The Politics of Disaster

When a natural disaster strikes in the United States, only the president has the power to declare the site a federal disaster area, making it eligible for a variety of assistance. In such apparently nonpolitical situations, presidents theoretically have a fair, if personal, standard by which to determine whether to issue the necessary declaration.

But an analysis of 10 years (1989-1999) of such decisions by former presidents George H.W. Bush and Bill Clinton shows that, at least in marginal disasters, the size of the state (in terms of electoral votes) and whether the political parties view it as "competitive" matters quite a bit. In 1994, for example, Bill Clinton turned down a request by Illinois governor James Edgar for help with floods on Chicago's South Side that caused $6.7 million in damage. The 1992 Clinton campaign had declared Illinois Republican territory. A year later, Clinton did declare a disaster in response to New Orleans floods that caused $10 million in damage; Clinton's strategists considered Louisiana a pivotal state.

"An uncompetitive state with three electoral votes is 50 percent less likely to receive a disaster declaration than a competitive state with 20 electoral votes," says Andrew Reeves, a doctoral candidate in the department of government. "The best predictor of a presidential disaster declaration, bar none, is actual need. The question arises in these marginal cases, when it's unclear whether to give or not." Marginal disasters include events like the 1994 "deep freeze" in Michigan, which garnered less than $6 million in aid.

In his paper-in-progress, "Political Disaster? Electoral Politics and Presidential Disaster Declarations," Reeves draws on research about disaster declarations by economists Thomas A. Garrett (of the Federal Reserve Bank of St. Louis) and Russell S. Sobel (of the College of Business and Economics at West Virginia University), as well as statistics from the Federal Emergency Management Agency (FEMA). He combines these with data on whether political parties view particular states as "friends," "enemies," or "competitive," based on their likelihood of voting for the party's presidential candidate.

In the decade under study, there were 659 presidential disaster declarations. Every state had at least one, but Texas was such an extreme disaster area in 1996 and 1998, with a combined total of 89 disasters, that Reeves excluded Texas data for those years and eventually examined a total of 570 cases. All but four of the disasters analyzed were due to extreme weather, including fires. (President Bush declared a disaster in 1992 in response to the Los Angeles riots sparked by the Rodney King beating, and in 1994 President Clinton declared disasters for the salmon industry in Washington, Oregon, and California.)

Emergency aid, it turns out, is an easy-to-use political tool at the president's disposal. When an emergency hits, the governor of the affected state can request a disaster declaration, which the president may accept or deny. (In the decade studied, 17 percent of the requests, "generally minor weather events," were turned down, Reeves says.) When the requests are accepted, FEMA, not the president, decides how much money to allocate. The average grant for the 570 disasters (not including those in Texas) was $36.4 million. Outlays ranged from $6,301 (Montana, 1999) to $7 billion (California, 1994).

▶ **Exercise task A**
Repeat the passage on disaster declarations word for word, from "But an analysis" through "a pivotal state.", inclusive.

[Location identification entries]
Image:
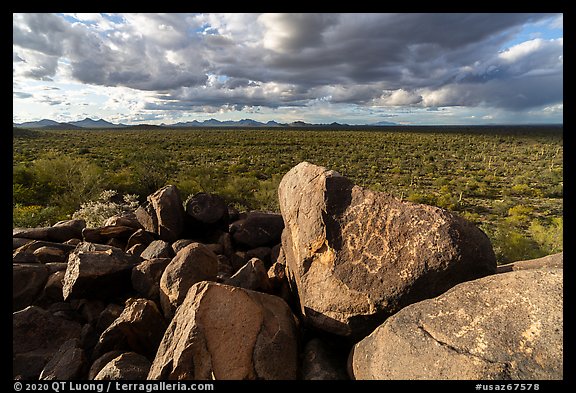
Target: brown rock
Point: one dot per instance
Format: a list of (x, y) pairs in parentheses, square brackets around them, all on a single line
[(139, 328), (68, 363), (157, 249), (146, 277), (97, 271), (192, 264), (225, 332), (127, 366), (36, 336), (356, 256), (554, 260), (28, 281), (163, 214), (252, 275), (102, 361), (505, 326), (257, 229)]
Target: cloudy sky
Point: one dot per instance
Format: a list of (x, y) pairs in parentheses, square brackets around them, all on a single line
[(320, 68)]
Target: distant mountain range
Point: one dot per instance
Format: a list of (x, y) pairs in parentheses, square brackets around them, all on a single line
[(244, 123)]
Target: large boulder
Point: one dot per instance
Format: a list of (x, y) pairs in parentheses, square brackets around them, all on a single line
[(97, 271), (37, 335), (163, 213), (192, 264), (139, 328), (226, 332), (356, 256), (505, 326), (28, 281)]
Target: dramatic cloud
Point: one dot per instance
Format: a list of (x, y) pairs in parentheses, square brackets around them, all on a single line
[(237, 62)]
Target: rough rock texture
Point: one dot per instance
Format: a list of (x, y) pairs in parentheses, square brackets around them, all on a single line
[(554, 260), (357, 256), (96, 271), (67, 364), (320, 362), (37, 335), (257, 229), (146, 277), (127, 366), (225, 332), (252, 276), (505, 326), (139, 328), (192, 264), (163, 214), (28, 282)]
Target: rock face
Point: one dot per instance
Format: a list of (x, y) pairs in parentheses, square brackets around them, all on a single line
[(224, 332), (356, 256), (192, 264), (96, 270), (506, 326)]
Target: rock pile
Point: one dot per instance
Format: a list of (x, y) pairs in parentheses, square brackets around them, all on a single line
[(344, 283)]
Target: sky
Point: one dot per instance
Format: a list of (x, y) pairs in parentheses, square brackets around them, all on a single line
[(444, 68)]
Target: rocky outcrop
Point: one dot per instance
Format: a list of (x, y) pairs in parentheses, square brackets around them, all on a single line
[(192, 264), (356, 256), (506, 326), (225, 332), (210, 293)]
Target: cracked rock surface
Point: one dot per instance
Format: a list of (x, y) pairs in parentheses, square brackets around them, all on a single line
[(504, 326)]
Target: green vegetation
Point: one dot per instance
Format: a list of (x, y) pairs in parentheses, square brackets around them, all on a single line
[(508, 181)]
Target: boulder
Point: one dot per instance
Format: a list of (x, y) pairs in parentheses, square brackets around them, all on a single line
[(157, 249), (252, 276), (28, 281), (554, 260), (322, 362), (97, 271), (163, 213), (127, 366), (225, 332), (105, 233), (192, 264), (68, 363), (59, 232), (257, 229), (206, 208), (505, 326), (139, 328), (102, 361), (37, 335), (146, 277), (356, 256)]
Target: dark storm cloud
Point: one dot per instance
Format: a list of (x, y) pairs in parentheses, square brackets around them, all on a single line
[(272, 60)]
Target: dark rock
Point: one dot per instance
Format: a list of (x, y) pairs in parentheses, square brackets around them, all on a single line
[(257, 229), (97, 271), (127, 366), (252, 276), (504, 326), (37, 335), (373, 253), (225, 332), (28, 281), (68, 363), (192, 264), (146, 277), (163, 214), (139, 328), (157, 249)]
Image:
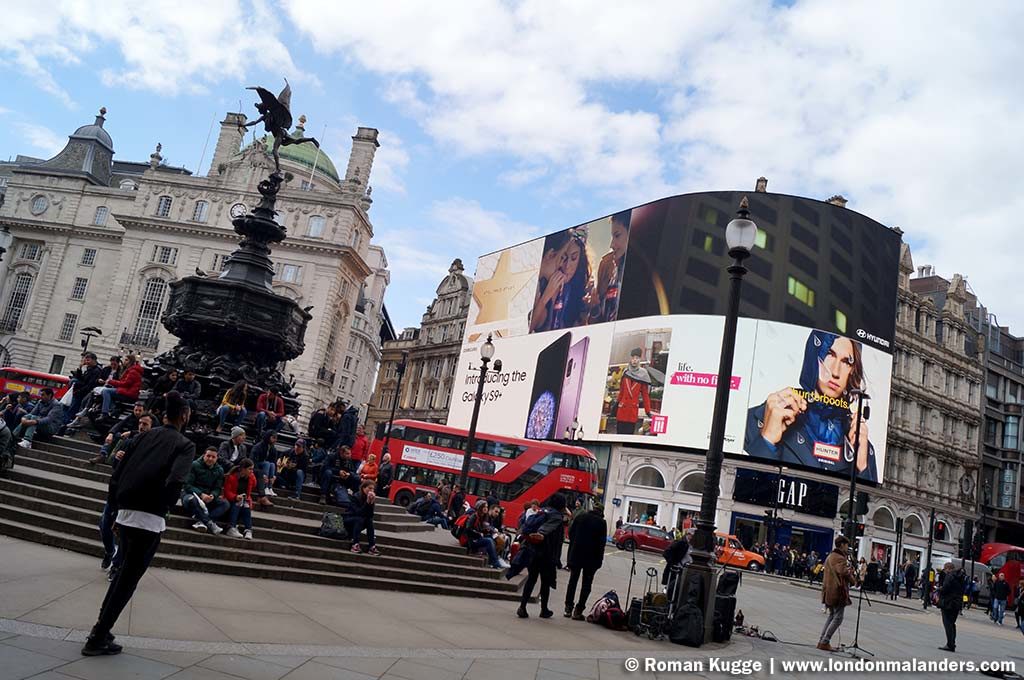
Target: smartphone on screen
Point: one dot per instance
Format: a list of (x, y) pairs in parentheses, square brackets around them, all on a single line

▶ **Exercise task B**
In the location identification entries, write out again the lines between the one holding "Target: boulder" and the one holding "328), (157, 249)]", inclusive, requests and all. Scale every coordinate in their answers by 1.1, rounding to whole numbers with halves going up, and give those lines alone.

▶ **Correct response A**
But an analysis of 10 years (1989-1999) of such decisions by former presidents George H.W. Bush and Bill Clinton shows that, at least in marginal disasters, the size of the state (in terms of electoral votes) and whether the political parties view it as "competitive" matters quite a bit. In 1994, for example, Bill Clinton turned down a request by Illinois governor James Edgar for help with floods on Chicago's South Side that caused $6.7 million in damage. The 1992 Clinton campaign had declared Illinois Republican territory. A year later, Clinton did declare a disaster in response to New Orleans floods that caused $10 million in damage; Clinton's strategists considered Louisiana a pivotal state.

▶ **Correct response B**
Target: boulder
Point: one dot per instance
Format: a list of (x, y) pairs in parentheses, square brackets around them, all on a single line
[(173, 274), (277, 304), (31, 309), (609, 286), (354, 398), (107, 298), (179, 234), (140, 403), (248, 365), (116, 256), (211, 290), (75, 399), (65, 255), (283, 252), (227, 229), (556, 359), (153, 361), (112, 397), (41, 369), (161, 305), (392, 282)]
Target: dark storm cloud
Point: one dot per instance
Format: a list of (x, y) pairs in parentheses, square brackets around them, all on a single line
[(299, 66)]
Target: dark rock
Point: one dot per instance
Format: a list of (x, y) pairs in parentheses, square brackets around them, all on a single line
[(283, 252), (107, 298), (140, 403), (277, 304), (554, 359), (41, 369), (410, 278), (248, 365), (31, 309), (75, 399), (211, 290), (161, 305), (179, 235), (153, 361), (173, 274)]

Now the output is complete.